> [TASK SET]:
1 – In the mailing list message about ahc and mpt SCSI timeouts, how much was ST_IO_TIME changed by in the kernel modification?
2 – Name every header field that appears at the top of the mailing list message about ahc and mpt SCSI timeouts.
3 – Write the next part of the mailing list message about ahc and mpt SCSI timeouts, picking up right after its last line.

> [PROVIDED PASSAGE]:
_____
Subject: Re: ahc & mpt scsi timeouts
To: Tracy Di Marco White <netbsd@gendalia.org>
From: Manuel Bouyer <bouyer@antioche.eu.org>
List: tech-kern
Date: 05/27/2006 09:30:08
On Fri, May 26, 2006 at 11:36:43PM -0500, Tracy Di Marco White wrote:
>
> I have a machine with 4 tape drives attached, each on their own scsi
> chain, to do backups with. I regularly get these timeouts, hanging
> the process accessing a drive, and requiring me to restart the machine,
> and causing problems with backups. The tape drives are attached via
> ahc(4) cards. It also has two spool disks, attached via mpt(4).
>
> I am running a not exactly new current at this point. It is a
> multiprocessor machine that I am running UP in hopes that it would
> be more stable. The only modification I have to the kernel is
> that I doubled ST_IO_TIME in src/sys/dev/scsipi/stvar.h from
> 3 minutes to 6 minutes.
_____
> [RAW RECORDS]:
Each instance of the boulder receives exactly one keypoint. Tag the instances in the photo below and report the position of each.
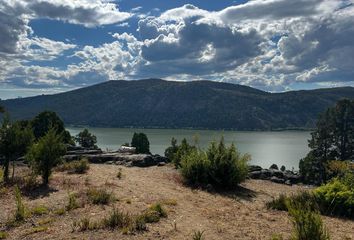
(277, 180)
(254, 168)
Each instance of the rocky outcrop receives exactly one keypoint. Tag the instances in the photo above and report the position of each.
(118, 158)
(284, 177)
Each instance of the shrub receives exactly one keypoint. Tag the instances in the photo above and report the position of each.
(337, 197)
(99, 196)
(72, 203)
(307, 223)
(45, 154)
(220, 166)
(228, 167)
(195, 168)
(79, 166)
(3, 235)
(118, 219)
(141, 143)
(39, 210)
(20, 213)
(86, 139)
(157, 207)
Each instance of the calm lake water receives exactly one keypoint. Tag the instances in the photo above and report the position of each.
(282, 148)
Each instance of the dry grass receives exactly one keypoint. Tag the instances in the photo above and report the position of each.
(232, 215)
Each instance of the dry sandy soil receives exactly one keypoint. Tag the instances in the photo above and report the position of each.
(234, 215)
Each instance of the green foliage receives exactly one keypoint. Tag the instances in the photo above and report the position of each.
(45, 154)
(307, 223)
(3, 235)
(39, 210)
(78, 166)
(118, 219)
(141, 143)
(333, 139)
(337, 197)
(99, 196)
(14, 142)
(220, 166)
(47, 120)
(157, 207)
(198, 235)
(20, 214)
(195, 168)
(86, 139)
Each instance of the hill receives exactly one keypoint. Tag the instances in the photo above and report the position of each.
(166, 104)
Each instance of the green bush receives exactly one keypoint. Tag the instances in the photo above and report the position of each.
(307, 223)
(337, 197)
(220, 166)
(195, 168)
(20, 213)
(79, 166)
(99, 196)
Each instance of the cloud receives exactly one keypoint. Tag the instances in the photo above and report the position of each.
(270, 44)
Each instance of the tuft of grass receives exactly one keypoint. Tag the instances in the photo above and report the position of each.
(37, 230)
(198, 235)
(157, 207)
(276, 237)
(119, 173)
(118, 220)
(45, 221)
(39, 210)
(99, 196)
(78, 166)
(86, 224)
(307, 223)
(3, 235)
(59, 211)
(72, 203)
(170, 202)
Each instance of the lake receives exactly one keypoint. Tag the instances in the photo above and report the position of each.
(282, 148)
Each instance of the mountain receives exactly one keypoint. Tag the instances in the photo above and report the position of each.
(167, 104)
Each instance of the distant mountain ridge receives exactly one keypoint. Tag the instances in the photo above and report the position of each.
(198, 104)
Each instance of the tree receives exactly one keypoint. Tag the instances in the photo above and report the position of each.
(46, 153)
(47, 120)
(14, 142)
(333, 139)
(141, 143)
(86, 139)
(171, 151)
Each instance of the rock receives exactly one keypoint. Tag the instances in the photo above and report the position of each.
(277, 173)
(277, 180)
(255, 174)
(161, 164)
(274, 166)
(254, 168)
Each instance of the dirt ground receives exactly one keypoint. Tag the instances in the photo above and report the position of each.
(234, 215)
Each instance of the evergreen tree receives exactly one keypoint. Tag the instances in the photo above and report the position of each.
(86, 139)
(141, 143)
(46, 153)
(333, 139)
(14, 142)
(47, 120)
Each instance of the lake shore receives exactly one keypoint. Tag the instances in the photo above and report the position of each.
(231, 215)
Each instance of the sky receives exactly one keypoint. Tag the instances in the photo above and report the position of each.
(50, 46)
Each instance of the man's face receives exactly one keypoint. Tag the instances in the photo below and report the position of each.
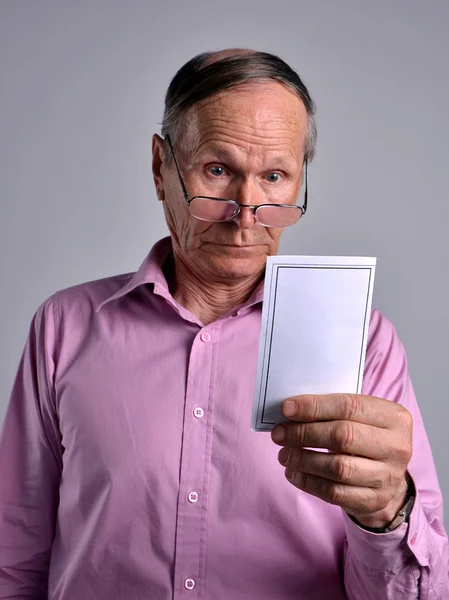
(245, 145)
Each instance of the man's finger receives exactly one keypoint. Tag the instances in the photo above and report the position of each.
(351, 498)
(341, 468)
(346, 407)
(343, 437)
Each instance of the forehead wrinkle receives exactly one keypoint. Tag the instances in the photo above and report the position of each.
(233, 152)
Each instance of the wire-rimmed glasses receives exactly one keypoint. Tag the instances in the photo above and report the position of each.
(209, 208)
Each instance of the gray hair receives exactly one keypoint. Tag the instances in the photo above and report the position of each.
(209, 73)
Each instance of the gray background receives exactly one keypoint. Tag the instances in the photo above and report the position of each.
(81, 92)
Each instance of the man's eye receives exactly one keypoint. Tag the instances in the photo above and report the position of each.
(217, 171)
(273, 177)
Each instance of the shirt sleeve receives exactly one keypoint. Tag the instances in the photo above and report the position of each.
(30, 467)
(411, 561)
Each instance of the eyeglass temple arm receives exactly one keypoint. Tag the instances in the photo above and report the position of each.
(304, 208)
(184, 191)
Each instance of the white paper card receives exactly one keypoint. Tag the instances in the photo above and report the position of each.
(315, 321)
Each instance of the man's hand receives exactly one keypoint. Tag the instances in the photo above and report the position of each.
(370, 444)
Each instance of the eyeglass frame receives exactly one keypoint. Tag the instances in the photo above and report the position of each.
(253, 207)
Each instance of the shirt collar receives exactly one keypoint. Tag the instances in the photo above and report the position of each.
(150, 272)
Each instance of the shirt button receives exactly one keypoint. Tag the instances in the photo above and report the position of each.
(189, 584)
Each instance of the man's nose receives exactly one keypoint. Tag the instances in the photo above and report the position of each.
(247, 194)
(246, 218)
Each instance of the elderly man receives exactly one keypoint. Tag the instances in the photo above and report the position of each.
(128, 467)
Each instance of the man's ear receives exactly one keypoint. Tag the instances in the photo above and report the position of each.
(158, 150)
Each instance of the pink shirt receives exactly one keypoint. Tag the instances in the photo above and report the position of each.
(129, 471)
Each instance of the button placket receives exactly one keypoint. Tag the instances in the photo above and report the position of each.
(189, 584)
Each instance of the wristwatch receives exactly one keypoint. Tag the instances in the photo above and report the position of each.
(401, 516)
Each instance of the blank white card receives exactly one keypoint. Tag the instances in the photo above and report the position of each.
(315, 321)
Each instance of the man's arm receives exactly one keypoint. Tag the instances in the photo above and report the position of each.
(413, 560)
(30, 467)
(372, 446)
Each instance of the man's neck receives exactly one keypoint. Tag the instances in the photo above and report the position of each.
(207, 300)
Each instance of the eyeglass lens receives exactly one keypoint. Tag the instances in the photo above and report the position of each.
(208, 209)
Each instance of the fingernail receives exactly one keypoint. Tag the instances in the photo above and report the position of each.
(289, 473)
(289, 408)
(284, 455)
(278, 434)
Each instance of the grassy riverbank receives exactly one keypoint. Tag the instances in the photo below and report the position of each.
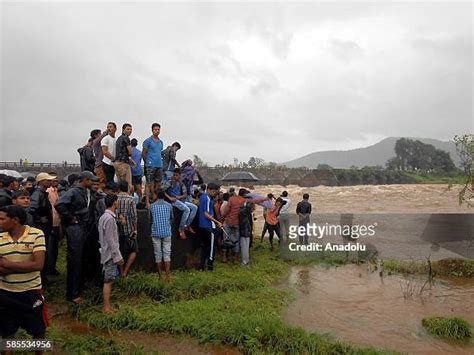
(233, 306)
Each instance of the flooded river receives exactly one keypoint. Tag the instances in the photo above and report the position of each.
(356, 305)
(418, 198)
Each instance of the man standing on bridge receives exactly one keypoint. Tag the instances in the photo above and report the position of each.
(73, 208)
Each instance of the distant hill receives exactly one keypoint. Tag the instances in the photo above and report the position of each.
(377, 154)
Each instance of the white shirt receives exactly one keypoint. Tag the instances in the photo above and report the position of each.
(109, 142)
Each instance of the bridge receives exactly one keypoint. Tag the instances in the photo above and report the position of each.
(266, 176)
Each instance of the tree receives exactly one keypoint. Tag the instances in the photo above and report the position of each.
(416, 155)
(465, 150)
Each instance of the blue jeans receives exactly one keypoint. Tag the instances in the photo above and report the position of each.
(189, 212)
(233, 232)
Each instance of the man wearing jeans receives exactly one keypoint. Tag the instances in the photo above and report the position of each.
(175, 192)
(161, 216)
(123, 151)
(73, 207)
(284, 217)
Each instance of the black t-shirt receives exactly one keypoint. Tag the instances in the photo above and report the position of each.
_____
> [OUTPUTS IN ORDER]:
1 – It was doubled from 3 minutes to 6 minutes.

2 – Subject, To, From, List, Date

3 –
>
> Is there something I can do to make these stop happening, and
> allow backups to work more consistently?
>
> The mpt timeouts only prevent me from booting, and if I reboot
> it, possibly a few times, it'll eventually come up. They look
> like:
>
> probe(mpt0:0:0:0): command timeout
> mpt0: timeout on request index = 0xfe, seq = 0x00000068
> mpt0: Status 0x80000000, Mask 0x00000001, Doorbell 0x24000000
> mpt0: request state: On Chip
> probe(mpt0:0:1:0): command timeout
>
> and are repeated over & over until I drop to the debugger
> to reboot, or it finally drops to single user mode, unable
> to mount the spool disks and I reboot it. These don't happen
> in any consistent fashion.
>
> As for the adaptec timeouts, I don't see them in any consistent
> fashion either. I believe they're usually on commands where a
> tape is being mounted for write.
>
> ahc4:SCB 0xe - timed out
Do you always see the timeout on mpt0 and ahc4, or can it occurs with any
adapter ?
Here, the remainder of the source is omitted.